- [OBJETIVO 1]: Reúna todas as linhas da listagem que contêm a palavra "shopping".

- [TRECHO FORNECIDO]:

Crise atrás de crise
O bom resultado nas eleições de 2018 veio acompanhado de uma série de crises. No começo da ano, a Folha de S.Paulo revelou que o partido teve um esquema de candidaturas laranjas para desviar dinheiro público para empresas ligadas ao ministro do Turismo, Marcelo Antônio, deputado federal mais votado em Minas Gerais. O caso levou Bolsonaro a demitir do governo o secretário Bebianno, que havia comandado a legenda no ano passado.
Em agosto, o PSL expulsou o deputado federal e ator Alexandre Frota, que havia elevado o tom das críticas ao partido e ao presidente. O parlamentar tentava obter mais poder no diretório da legenda em São Paulo, rivalizando com o deputado Eduardo Bolsonaro, filho do presidente.
As divergências com Eduardo também levaram à decisão da semana passada de tirar a deputada federal Joice Hasselmann (PSL-SP) da liderança do governo no Congresso.
O papel de Bolsonaro
Esta última crise teve início no dia 8 com uma declaração do presidente Bolsonaro a um apoiador na saída do Palácio da Alvorada. Ele disse ao interlocutor que o presidente da sigla, deputado Luciano Bivar (PE), “está queimado pra caramba”, em referência ao caso das candidaturas laranjas. “Esquece o PSL”, chegou a cochichar.
“Ele [Bolsonaro] colocou para o público de um modo geral e para a classe política que ele não confiava no partido e não confiava no presidente do partido. Aí o problema se acentuou”, afirma Vera Chaia, professora de política da PUC-SP (Pontifícia Universidade Católica de São Paulo). “O governo Bolsonaro está fragilizado, não só por conta dessa crise, mas por ele mesmo”.
Para Álvaro Moisés, da USP, Bolsonaro também tem responsabilidade pela crise por dar pouca importância a instituições como os partidos. “Ele tem tido um comportamento típico de líderes populistas, que não dão grande atenção para as instituições democráticas, menosprezam as instituições democráticas, marginalizam e usam os partidos exclusivamente como trampolim de poder.”
O professor vê nisto semelhanças com Jânio Quadros e Fernando Collor, presidentes que também chegaram ao poder sem vínculos sólidos com partidos.
“É uma repetição de um modo de fazer política e disputar o poder que desgasta as instituições. De inédito nesse caso é que os gestos e o comportamento do presidente Bolsonaro são imprevisíveis. Não me lembro, na política brasileira, de alguém que usasse imagens, expressões de tão pouca qualidade, como ele usa”, analisa Moisés.
A favor do pai e contra os filhos
Como outros parlamentares do PSL, o senador Major Olimpio diz que não pretende deixar o PSL e que lutará pela permanência de Bolsonaro na legenda. Para ele, o problema é quem gravita em torno do mandatário.

- [OBJETIVO 2]: De acordo com o trecho acima, quem o PSL expulsou em agosto?

[Registros de caixas delimitadoras]
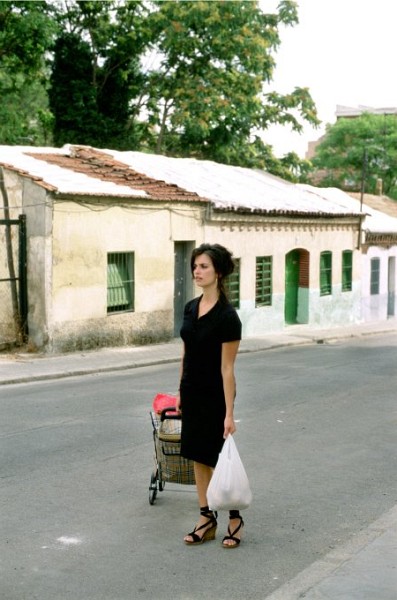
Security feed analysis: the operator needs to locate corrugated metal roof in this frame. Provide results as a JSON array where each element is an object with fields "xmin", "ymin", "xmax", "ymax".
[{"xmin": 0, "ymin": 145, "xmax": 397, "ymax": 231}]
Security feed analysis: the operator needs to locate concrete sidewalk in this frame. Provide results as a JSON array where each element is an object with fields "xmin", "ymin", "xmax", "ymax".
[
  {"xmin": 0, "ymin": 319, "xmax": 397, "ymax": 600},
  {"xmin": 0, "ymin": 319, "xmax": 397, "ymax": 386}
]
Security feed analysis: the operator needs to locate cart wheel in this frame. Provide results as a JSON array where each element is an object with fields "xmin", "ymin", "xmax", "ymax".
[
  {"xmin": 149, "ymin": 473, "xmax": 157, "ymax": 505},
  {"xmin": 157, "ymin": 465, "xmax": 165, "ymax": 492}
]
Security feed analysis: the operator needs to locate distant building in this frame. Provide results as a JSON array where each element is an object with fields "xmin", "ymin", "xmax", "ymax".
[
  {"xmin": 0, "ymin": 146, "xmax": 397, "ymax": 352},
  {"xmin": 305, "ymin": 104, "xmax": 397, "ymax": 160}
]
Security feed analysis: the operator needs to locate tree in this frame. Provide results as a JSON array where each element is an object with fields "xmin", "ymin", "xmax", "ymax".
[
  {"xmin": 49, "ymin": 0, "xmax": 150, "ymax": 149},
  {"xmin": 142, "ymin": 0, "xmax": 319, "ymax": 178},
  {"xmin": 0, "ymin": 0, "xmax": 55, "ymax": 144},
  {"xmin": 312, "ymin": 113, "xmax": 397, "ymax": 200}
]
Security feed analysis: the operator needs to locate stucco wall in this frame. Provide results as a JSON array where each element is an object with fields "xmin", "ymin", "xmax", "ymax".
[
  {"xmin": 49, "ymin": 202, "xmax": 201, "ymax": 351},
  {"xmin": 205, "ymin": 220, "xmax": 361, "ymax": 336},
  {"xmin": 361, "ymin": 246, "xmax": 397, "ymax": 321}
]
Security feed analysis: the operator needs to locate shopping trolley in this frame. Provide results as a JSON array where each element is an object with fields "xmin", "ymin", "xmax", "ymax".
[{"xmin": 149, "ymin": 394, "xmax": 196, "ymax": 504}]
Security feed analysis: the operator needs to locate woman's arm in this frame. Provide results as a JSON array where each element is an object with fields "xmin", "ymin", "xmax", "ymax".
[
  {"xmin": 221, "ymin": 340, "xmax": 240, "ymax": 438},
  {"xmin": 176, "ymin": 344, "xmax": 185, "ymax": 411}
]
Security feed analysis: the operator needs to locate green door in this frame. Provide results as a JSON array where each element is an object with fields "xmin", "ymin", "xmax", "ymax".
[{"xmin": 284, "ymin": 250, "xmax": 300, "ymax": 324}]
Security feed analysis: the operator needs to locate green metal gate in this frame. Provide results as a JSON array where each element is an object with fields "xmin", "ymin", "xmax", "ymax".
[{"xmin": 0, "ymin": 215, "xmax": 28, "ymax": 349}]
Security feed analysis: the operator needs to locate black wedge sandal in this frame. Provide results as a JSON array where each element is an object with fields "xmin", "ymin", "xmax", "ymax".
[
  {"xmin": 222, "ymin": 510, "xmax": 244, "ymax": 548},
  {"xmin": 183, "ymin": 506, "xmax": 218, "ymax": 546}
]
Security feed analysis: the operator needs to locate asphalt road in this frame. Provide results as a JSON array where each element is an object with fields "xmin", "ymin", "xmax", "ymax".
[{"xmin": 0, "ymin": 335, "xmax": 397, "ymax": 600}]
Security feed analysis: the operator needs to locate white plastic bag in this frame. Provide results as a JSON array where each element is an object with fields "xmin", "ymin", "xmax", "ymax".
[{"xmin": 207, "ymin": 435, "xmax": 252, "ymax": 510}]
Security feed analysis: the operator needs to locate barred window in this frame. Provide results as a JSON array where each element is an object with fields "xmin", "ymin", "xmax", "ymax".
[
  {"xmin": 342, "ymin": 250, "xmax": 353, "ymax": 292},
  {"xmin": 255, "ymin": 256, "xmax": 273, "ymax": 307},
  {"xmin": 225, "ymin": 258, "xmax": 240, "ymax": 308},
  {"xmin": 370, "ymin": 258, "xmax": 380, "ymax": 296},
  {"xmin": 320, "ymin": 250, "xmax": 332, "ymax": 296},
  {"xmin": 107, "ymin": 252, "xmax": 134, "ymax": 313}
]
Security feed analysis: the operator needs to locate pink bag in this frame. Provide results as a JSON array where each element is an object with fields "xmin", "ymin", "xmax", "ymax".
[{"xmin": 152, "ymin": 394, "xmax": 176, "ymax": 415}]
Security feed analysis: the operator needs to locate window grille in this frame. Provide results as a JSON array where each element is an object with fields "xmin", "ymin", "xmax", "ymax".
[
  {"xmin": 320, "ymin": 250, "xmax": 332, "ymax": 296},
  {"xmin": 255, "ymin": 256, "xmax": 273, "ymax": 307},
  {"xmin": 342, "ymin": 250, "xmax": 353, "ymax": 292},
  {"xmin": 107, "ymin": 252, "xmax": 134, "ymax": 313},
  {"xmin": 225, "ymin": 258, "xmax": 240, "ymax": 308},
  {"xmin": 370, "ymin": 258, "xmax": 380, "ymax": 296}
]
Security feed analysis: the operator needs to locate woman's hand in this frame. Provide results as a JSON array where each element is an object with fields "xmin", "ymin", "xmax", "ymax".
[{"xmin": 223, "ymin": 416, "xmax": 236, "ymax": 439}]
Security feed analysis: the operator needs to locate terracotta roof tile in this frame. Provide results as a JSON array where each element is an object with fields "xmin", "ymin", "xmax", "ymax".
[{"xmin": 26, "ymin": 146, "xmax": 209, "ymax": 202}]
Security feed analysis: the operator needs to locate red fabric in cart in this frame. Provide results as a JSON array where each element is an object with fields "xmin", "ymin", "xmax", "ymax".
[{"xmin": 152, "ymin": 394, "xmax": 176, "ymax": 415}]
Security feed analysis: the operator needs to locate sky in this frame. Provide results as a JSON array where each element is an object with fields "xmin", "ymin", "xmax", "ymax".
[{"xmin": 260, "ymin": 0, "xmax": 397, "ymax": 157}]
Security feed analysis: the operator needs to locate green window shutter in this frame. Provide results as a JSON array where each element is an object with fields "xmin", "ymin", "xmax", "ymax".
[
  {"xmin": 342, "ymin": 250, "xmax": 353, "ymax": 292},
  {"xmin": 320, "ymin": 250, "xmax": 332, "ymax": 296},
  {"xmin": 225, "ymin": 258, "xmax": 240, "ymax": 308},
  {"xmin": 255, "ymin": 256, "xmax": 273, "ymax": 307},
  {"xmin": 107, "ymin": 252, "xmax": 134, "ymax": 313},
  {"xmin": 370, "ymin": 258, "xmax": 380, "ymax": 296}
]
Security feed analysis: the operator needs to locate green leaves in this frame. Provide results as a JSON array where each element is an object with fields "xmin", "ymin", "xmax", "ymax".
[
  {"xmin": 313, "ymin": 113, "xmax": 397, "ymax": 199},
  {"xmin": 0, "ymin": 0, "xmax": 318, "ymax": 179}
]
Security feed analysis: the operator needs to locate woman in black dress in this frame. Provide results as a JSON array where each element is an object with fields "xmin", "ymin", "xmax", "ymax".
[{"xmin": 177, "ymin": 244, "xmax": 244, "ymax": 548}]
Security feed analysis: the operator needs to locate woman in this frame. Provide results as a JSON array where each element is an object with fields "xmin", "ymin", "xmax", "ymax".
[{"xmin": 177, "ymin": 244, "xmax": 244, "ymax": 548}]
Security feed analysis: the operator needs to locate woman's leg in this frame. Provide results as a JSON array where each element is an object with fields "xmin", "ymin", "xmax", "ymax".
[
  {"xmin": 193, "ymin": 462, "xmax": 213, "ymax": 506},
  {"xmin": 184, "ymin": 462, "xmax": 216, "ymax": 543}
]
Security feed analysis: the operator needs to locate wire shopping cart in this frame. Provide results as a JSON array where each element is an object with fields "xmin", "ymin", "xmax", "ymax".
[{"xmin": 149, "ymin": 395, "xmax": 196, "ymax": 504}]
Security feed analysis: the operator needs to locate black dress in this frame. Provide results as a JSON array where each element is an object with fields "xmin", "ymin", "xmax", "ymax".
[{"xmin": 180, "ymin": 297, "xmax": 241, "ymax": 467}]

- [RESULTADO DA TAREFA 1]:
Security feed analysis: the operator needs to locate shopping trolley in this frame. Provide results as a JSON array where each element is an object with fields "xmin", "ymin", "xmax", "ymax".
Security feed analysis: the operator needs to locate wire shopping cart in this frame. Provide results as a JSON array where each element is an object with fields "xmin", "ymin", "xmax", "ymax".

- [RESULTADO DA TAREFA 2]: O deputado federal e ator Alexandre Frota.